The Online Safety Bill is a proposed Act of the Parliament of the United Kingdom intended to improve internet safety, published as a draft on 12 May 2021. Following the earlier 2019 Online Harms White Paper, the Bill gives the relevant Secretary of State the power, subject to Parliamentary approval, to designate and address a wide range of potentially harmful content, which may include online trolling, illegal pornography and underage access to legal pornography, and some forms of internet fraud.

The Bill would create a new duty of care for online platforms towards their users, requiring them to take action against both illegal and legal but harmful content. Platforms failing this duty would be liable to fines of up to £18 million or 10% of their annual turnover, whichever is higher. It  would also empower Ofcom to block access to particular websites. Additionally, the Bill would oblige large social media platforms not to remove, and to preserve access to, journalistic or "democratically important" content such as user comments on political parties and issues.

The bill has been heavily criticised for its proposals to restrain the publication of "lawful but harmful" speech, effectively creating a new form of censorship of otherwise legal speech. As a result, in November 2022, measures that were intended to force big technology platforms to take down "legal but harmful" materials were removed from the Online Safety Bill. Instead, tech platforms will be obliged to introduce systems that will allow the users to better filter out the harmful content they don't want to see.However, the bill still grants significant powers to the Secretary of State to give tactical guidance to OFCOM, the media regulator, on the exercise of its functions, which includes the power to direct OFCOM as to the content of codes of practice. This has raised concerns about the government's unjustified intrusion in decisions that are about the regulation of speech and the unnecessary levels of interference and threats to the independence of OFCOM. The bill has been criticized for expanding unconstrained emergency-like powers that would allow the Secretary of State to direct OFCOM and even target individual companies, which could undermine OFCOM's authority and independence. The powers in the bill effectively create a new form of censorship of otherwise legal speech.

Provisions

Scope
Within the scope of the Bill is any "user-to-user service".  This is defined as an internet service by means of which content that is generated by a user of the service, or uploaded to or shared on the service by a user of the service, may be read, viewed, heard or otherwise experienced ("encountered") by another user, or other users. Content includes written material or messages, oral communications, photographs, videos, visual images, music and data of any description.

§ STATED PROBLEM 1
Decide whether each statement below agrees with the Online Safety Bill text. Give yes or no for each, followed by the deciding words of the text, quoted exactly.
(a) The Bill was published as a draft on 12 May 2021.
(b) Platforms that fail the duty of care face fines of up to £18 million or 10% of annual turnover, whichever is lower.
(c) The Bill would empower Ofcom to block access to particular websites.
§ STATED PROBLEM 2
Using the Online Safety Bill text, answer each question below on its own line, marking your answers (a), (b) and (c).
(a) Which earlier document did the Bill follow?
(b) What must tech platforms introduce in place of the removed takedown measures?
(c) What kind of service falls within the scope of the Bill?
§ STATED PROBLEM 3
Transcribe everything in the Online Safety Bill text from "The Bill would create" down to "parties and issues.".

§ RAW DATA
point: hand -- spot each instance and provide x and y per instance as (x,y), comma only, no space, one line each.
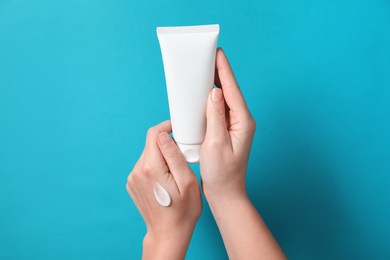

§ TASK RESULT 1
(a) Yes: "published as a draft on 12 May 2021"
(b) No: "whichever is higher"
(c) Yes: "empower Ofcom to block access to particular websites"

§ TASK RESULT 2
(a) The 2019 Online Harms White Paper.
(b) Systems that allow users to better filter out the harmful content they don't want to see.
(c) Any "user-to-user service".

§ TASK RESULT 3
The Bill would create a new duty of care for online platforms towards their users, requiring them to take action against both illegal and legal but harmful content. Platforms failing this duty would be liable to fines of up to £18 million or 10% of their annual turnover, whichever is higher. It  would also empower Ofcom to block access to particular websites. Additionally, the Bill would oblige large social media platforms not to remove, and to preserve access to, journalistic or "democratically important" content such as user comments on political parties and issues.